▸ WHAT YOU NEED TO DO
For each entry below, write an exact copy and leave out the images.

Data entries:

################

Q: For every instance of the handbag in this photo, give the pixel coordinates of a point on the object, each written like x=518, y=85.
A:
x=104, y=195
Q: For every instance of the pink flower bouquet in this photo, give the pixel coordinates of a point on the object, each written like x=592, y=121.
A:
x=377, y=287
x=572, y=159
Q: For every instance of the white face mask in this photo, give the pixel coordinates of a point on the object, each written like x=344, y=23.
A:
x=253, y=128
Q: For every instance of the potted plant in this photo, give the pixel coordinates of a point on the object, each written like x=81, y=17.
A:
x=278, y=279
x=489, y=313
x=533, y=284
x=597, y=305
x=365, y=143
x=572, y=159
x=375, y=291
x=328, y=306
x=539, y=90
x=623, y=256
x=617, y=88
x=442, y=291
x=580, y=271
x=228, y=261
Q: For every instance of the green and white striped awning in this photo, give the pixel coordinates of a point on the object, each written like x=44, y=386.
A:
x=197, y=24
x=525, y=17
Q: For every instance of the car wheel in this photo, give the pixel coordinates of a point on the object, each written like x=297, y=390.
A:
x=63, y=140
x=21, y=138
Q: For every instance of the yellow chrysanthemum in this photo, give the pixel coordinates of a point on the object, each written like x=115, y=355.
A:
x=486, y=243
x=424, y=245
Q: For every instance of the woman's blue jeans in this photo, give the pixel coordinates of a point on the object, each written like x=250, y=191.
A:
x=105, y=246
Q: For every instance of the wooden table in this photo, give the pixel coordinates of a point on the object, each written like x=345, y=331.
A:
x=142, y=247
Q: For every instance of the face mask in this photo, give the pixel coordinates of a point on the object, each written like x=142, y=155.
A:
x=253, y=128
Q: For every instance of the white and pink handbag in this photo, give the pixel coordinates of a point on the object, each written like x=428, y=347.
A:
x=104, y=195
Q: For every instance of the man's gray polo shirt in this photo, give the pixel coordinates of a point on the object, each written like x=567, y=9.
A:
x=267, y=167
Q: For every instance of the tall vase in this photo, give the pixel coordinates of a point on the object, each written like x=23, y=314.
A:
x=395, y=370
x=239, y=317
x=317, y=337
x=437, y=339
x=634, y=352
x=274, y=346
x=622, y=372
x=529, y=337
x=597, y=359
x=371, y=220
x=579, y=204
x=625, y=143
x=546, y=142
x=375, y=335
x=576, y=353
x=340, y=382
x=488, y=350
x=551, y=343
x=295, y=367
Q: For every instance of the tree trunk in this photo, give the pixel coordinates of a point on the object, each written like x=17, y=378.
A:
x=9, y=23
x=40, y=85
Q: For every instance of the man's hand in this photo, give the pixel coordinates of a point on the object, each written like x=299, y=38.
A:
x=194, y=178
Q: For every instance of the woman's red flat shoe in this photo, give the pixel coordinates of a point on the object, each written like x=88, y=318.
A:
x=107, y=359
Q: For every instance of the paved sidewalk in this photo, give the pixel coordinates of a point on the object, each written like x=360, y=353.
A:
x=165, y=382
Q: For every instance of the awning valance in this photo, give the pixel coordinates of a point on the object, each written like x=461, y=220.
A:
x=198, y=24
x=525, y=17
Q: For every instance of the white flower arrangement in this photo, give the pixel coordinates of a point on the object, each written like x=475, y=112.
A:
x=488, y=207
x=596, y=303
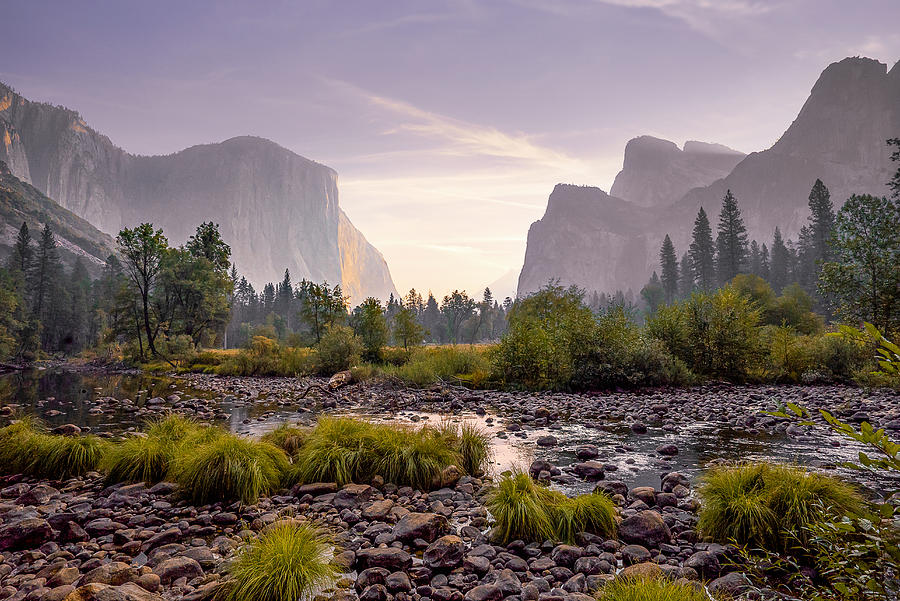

################

▸ EXERCISE RESULT
Q: For every instance of the handbag in this photo, give the pixel coordinates of a point on the object, each written like x=518, y=85.
A:
x=104, y=195
Q: For every instance of the pink flower bouquet in this photo, give the pixel coordinates of a point on the object, each written like x=592, y=121.
A:
x=377, y=287
x=572, y=159
Q: For every instance of the white face mask in this photo, give the pixel coordinates of a point on the object, each written like x=344, y=23.
A:
x=253, y=128
Q: For every instance of the potted plant in this photo, give the pixel coordinates of a point on the object, each written like x=81, y=17.
A:
x=278, y=279
x=489, y=313
x=533, y=284
x=597, y=305
x=365, y=143
x=572, y=159
x=375, y=291
x=328, y=306
x=539, y=90
x=623, y=256
x=617, y=88
x=442, y=291
x=580, y=271
x=228, y=261
Q: For every instance of the green and white striped awning in this photo, give the pixel coordinates of a point on the object, each written like x=44, y=386.
A:
x=197, y=24
x=525, y=17
Q: For every instance of the car wheel in this photo, give the pixel coordinates of a point on the object, each written like x=297, y=390.
A:
x=63, y=140
x=21, y=138
Q: For every instance of the yellow chrysanthemum in this photo, give the pixel coordinates of a point on the object, each written like x=115, y=355.
A:
x=486, y=243
x=424, y=245
Q: For every instance of the woman's blue jeans in this photo, give the pixel coordinates of a point on the object, each written like x=250, y=191.
A:
x=105, y=246
Q: For every instance of the wooden table in this photo, give the pixel coordinates of a point on the object, each written like x=345, y=331.
A:
x=142, y=247
Q: For every instance of the face mask in this photo, give the pixel coordinates of a point on the object, each written like x=142, y=155.
A:
x=253, y=128
Q: For every instance of the white and pink handbag in this photo, give the pixel coordinates of a point on the object, each written like x=428, y=347.
A:
x=104, y=195
Q: For every instance of the man's gray polo shirt in this photo, give the pixel coordinates of a point on the object, each written like x=567, y=9.
A:
x=267, y=167
Q: For every instance of the tall vase in this photo, give the pixel coordinates of a point on the object, each written like x=23, y=314.
A:
x=395, y=370
x=239, y=317
x=317, y=337
x=437, y=339
x=634, y=352
x=274, y=346
x=622, y=372
x=529, y=337
x=597, y=359
x=371, y=220
x=579, y=204
x=625, y=143
x=546, y=142
x=375, y=335
x=576, y=353
x=340, y=382
x=488, y=350
x=551, y=343
x=295, y=367
Q: For every instance of the tree trunk in this photo, give the pixel coordinates of a point on the object, each written like x=17, y=378.
A:
x=9, y=23
x=40, y=85
Q: For every instance of the man's hand in this photo, give the pixel coordinates of a point on the object, each written like x=299, y=38.
A:
x=194, y=178
Q: For every instance of the woman's red flat shoe in this photo, give the pixel coordinates of a point on the object, each written like x=88, y=318.
A:
x=107, y=359
Q: For every instance of the paved sidewalk in this photo, give the pixel coordinates of a point on the object, each written like x=360, y=353.
A:
x=165, y=382
Q: For every instance of the awning valance in this photo, give the pixel coordinates of a point on the object, each written like x=461, y=220.
A:
x=198, y=24
x=525, y=17
Q: For every instance of the white flower arrangement in this photo, give the pixel coordinates of a point on the object, each written like x=475, y=112.
A:
x=488, y=207
x=596, y=303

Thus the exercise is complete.